▸ **What you should do**:
Your answer should be a single number: the count of lines in the material below that hold "beer".

▸ **Records supplied**:
━━━
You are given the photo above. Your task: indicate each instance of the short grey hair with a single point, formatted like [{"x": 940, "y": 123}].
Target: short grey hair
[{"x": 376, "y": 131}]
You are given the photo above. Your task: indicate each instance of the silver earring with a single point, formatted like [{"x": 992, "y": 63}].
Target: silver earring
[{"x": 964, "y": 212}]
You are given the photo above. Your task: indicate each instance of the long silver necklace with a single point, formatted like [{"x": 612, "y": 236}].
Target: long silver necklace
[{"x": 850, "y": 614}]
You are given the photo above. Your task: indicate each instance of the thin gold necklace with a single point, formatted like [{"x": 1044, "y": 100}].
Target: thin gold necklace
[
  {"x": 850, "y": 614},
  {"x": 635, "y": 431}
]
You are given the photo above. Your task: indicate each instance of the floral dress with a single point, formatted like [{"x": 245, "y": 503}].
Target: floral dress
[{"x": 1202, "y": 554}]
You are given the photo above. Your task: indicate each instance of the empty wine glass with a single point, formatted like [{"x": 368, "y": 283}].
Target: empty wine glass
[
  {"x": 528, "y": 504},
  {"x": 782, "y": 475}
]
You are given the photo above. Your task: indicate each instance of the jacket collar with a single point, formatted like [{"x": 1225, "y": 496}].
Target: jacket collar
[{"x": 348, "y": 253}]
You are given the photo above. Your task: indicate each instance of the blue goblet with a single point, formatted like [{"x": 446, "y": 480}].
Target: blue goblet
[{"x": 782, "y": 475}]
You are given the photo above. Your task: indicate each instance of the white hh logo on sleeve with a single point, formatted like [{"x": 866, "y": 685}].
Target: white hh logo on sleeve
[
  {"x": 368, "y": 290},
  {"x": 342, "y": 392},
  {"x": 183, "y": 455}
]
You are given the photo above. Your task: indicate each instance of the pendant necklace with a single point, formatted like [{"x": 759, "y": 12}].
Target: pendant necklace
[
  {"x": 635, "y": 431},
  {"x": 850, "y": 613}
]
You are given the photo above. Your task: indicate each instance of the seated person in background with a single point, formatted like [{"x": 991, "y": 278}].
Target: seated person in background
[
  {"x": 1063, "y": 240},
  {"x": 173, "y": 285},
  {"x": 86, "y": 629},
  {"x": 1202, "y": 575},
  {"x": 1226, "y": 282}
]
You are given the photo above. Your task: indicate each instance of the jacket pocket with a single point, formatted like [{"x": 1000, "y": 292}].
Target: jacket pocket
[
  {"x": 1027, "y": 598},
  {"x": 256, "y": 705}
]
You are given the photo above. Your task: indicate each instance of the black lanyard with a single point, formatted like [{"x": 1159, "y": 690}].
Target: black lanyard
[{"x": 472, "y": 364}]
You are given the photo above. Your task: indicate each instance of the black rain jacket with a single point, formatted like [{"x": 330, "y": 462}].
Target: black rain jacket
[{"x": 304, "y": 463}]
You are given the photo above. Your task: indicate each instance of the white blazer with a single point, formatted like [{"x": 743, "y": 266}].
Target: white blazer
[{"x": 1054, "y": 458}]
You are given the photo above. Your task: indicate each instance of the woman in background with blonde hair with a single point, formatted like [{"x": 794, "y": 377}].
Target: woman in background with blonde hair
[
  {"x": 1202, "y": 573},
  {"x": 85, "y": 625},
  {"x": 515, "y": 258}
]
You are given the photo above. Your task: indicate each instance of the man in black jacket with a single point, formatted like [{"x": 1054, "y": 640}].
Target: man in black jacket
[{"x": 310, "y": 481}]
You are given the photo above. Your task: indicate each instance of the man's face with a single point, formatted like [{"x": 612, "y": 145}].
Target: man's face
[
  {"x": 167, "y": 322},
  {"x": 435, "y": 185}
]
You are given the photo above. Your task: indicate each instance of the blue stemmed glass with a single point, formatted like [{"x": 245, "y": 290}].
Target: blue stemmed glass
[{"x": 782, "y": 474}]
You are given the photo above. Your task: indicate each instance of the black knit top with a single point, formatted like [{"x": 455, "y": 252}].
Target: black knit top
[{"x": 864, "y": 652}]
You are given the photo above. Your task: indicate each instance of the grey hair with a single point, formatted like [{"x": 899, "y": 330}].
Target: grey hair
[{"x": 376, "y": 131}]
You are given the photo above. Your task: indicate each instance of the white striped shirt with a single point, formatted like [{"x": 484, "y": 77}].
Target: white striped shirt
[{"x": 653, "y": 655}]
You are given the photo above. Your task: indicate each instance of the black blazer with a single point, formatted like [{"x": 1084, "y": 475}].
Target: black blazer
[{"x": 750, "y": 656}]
━━━
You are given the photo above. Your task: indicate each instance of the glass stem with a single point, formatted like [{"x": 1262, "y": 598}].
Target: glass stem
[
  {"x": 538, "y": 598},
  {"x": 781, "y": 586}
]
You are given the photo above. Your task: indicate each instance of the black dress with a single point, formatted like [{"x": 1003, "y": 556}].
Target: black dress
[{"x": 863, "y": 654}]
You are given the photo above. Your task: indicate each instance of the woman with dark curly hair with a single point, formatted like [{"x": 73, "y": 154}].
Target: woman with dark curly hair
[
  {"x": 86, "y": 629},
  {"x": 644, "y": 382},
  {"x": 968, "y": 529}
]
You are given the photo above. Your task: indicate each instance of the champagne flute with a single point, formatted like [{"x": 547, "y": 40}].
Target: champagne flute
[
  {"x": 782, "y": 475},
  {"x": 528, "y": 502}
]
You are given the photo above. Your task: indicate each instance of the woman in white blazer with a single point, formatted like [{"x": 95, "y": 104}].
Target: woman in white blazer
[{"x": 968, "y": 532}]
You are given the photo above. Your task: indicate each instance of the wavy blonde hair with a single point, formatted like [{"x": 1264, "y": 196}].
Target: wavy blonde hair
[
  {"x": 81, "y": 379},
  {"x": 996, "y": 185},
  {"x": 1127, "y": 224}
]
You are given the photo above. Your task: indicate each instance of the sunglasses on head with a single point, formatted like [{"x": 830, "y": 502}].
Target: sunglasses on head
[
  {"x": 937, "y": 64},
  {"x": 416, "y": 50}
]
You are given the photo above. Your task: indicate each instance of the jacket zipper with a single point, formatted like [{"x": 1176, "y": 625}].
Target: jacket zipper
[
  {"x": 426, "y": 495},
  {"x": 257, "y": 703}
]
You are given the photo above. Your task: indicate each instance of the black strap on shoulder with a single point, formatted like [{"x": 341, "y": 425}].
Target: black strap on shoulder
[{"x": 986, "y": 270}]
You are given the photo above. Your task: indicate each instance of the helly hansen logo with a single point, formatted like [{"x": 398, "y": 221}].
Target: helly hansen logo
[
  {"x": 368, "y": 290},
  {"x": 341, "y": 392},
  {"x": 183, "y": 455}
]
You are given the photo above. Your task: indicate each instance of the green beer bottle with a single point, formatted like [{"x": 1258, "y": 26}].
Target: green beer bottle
━━━
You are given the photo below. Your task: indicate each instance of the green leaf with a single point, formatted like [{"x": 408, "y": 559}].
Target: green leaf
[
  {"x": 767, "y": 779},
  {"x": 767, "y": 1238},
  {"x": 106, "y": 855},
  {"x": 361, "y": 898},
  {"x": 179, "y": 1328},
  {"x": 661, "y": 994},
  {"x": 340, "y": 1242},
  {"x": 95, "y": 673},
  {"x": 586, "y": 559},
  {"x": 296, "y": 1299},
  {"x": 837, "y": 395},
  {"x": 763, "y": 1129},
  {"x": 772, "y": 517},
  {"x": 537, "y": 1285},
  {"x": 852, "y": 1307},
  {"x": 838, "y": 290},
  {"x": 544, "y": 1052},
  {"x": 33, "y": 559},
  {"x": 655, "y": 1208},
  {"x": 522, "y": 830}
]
━━━
▸ **Completed exercise**:
2